→ **Dataset extract**
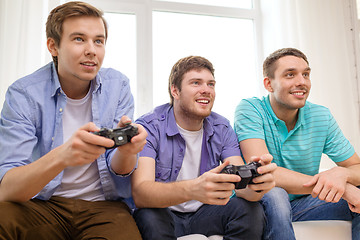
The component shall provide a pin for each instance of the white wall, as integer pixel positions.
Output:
(322, 29)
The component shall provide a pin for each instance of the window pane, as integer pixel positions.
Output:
(121, 46)
(221, 3)
(227, 42)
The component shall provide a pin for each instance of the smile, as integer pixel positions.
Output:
(203, 101)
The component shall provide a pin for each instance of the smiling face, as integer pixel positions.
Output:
(290, 86)
(196, 98)
(80, 53)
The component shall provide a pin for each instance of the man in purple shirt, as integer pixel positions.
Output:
(177, 187)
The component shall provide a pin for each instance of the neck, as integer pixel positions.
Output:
(289, 116)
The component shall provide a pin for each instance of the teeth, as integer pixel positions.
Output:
(88, 64)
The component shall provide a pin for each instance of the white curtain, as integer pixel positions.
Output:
(324, 31)
(22, 37)
(320, 28)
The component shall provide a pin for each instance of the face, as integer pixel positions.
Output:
(291, 84)
(81, 50)
(197, 95)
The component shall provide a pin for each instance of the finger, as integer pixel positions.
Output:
(141, 136)
(89, 127)
(317, 189)
(353, 208)
(96, 140)
(266, 159)
(220, 167)
(267, 168)
(312, 181)
(125, 120)
(330, 196)
(337, 197)
(322, 194)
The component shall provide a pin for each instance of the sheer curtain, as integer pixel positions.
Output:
(324, 30)
(22, 38)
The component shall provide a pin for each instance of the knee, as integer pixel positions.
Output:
(249, 215)
(14, 218)
(276, 203)
(153, 217)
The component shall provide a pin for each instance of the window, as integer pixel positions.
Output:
(221, 3)
(147, 37)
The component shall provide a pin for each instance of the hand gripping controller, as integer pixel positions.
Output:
(246, 172)
(120, 136)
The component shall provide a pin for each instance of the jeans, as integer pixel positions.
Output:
(280, 213)
(239, 219)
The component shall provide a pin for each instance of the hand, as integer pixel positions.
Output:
(137, 142)
(352, 196)
(214, 188)
(83, 147)
(329, 185)
(266, 181)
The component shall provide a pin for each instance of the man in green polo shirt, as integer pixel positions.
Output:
(296, 133)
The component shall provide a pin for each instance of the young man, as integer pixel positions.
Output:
(57, 179)
(296, 133)
(177, 186)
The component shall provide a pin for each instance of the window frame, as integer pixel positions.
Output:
(142, 9)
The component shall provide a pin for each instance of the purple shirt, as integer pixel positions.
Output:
(167, 147)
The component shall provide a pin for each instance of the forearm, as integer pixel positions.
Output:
(292, 181)
(22, 183)
(151, 194)
(354, 175)
(123, 163)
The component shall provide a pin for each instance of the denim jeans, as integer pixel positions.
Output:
(280, 213)
(239, 219)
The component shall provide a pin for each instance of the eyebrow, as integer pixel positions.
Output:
(295, 69)
(82, 34)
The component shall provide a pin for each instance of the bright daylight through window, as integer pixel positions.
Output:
(228, 42)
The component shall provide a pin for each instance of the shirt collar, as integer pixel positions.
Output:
(270, 110)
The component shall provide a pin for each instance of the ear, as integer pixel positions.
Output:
(175, 92)
(267, 84)
(52, 47)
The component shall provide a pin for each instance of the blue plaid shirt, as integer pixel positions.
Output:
(31, 123)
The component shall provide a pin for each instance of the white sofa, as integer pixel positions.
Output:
(309, 230)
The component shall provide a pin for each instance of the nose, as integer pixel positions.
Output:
(300, 80)
(90, 49)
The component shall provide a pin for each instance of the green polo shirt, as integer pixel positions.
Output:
(315, 132)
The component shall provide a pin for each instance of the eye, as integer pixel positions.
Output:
(306, 75)
(195, 82)
(99, 41)
(211, 84)
(78, 39)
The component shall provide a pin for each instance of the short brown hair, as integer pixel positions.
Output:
(185, 65)
(269, 65)
(56, 18)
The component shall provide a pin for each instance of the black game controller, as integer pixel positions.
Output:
(246, 172)
(120, 136)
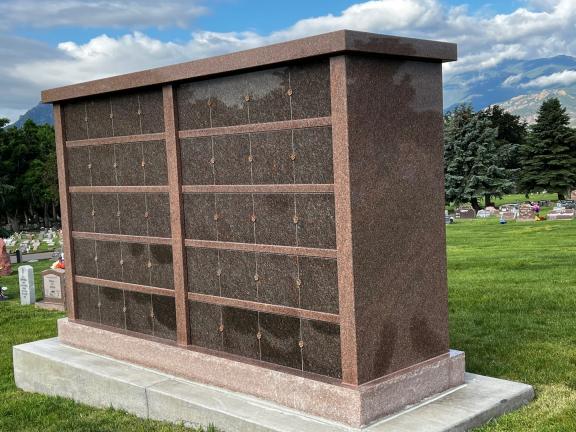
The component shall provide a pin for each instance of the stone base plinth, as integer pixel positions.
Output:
(52, 368)
(310, 394)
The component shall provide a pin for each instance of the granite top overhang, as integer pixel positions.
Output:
(327, 44)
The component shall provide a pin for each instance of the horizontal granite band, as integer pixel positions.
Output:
(352, 405)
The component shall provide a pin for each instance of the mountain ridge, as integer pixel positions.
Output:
(519, 86)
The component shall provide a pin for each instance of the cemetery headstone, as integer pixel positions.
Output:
(561, 214)
(27, 286)
(508, 215)
(465, 213)
(53, 292)
(5, 266)
(526, 213)
(483, 214)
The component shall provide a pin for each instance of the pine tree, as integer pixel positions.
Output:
(473, 166)
(512, 134)
(549, 156)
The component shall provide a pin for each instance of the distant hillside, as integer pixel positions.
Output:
(40, 114)
(520, 86)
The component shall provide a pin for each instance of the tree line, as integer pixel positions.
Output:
(491, 153)
(28, 175)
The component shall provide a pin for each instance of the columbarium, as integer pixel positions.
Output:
(235, 221)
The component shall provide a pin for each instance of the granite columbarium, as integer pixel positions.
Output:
(232, 222)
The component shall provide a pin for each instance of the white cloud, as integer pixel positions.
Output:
(540, 29)
(564, 78)
(512, 80)
(98, 13)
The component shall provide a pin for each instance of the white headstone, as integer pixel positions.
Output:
(27, 287)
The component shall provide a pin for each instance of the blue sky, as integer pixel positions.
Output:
(46, 44)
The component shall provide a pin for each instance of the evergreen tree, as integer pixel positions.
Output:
(549, 155)
(473, 166)
(512, 134)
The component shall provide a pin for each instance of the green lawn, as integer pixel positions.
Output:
(512, 310)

→ **Your objective**
Pull out every line from the one with "granite columbarium, as integer pixel positions." to the end of the listing, and output only those.

→ **Exercise response**
The component shall provide a pin for each instance of the granite columbarium, as integer pixel positions.
Output:
(232, 222)
The component shall provide a pin for each instance of the white cloud, as integer pixel positions.
Output:
(540, 29)
(564, 78)
(512, 80)
(98, 13)
The component shall provide a pin for each instance of the white headstone, as integer pixel positions.
Output:
(27, 287)
The component shall provide a pin for each instance of the blue sky, as integer pixel positions.
Output:
(46, 44)
The component shall provide a pin for each instance of the evergreen tree, as integer pixel positions.
Output:
(549, 155)
(473, 166)
(512, 134)
The component shall provide a pin for each instance of the green lawn, as integer pixel positions.
Output:
(512, 310)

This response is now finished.